DESCRIPTION OF THE TASK - Count the lines in the material below that contain the string "toast". Report only the resulting number.

MATERIAL SUPPLIED -
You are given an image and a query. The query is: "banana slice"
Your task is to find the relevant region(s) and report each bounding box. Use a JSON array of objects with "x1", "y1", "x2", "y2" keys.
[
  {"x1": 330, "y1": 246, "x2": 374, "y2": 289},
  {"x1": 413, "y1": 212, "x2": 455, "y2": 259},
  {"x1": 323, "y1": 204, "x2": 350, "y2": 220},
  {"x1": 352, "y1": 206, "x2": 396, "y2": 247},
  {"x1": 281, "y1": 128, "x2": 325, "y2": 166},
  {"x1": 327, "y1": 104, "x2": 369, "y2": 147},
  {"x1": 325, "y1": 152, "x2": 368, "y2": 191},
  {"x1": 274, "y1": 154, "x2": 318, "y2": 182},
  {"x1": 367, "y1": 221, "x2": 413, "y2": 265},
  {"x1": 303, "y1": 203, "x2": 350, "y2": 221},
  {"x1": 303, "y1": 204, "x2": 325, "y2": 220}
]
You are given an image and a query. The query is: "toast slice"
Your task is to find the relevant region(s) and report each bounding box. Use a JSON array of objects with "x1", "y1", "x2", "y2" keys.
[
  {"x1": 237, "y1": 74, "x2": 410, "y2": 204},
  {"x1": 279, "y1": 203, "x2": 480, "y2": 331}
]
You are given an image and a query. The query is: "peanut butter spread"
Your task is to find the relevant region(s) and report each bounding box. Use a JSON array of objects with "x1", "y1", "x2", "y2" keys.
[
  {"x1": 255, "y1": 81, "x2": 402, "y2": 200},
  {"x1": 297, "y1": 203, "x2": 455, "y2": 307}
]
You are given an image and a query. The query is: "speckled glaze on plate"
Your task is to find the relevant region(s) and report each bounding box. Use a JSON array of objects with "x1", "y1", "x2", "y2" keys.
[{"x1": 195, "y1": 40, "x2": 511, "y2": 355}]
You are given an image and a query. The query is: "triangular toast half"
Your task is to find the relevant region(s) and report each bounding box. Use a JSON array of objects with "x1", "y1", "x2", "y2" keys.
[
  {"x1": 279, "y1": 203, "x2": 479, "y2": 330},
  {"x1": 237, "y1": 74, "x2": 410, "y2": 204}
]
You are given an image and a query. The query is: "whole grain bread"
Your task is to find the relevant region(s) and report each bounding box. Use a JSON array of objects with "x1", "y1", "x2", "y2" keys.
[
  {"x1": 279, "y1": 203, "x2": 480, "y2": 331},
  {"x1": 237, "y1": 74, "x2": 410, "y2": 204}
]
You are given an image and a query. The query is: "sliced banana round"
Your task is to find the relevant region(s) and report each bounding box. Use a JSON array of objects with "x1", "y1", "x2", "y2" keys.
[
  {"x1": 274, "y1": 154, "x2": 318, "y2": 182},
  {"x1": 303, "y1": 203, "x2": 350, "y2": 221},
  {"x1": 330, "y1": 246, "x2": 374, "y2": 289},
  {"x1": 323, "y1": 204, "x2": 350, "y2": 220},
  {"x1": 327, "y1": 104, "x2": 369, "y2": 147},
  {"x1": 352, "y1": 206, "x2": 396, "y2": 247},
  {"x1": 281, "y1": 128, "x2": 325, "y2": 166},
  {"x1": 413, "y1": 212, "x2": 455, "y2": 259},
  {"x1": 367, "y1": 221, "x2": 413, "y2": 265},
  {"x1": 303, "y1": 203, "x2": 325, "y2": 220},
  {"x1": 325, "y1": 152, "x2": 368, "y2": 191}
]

ANSWER TO THE EXERCISE - 2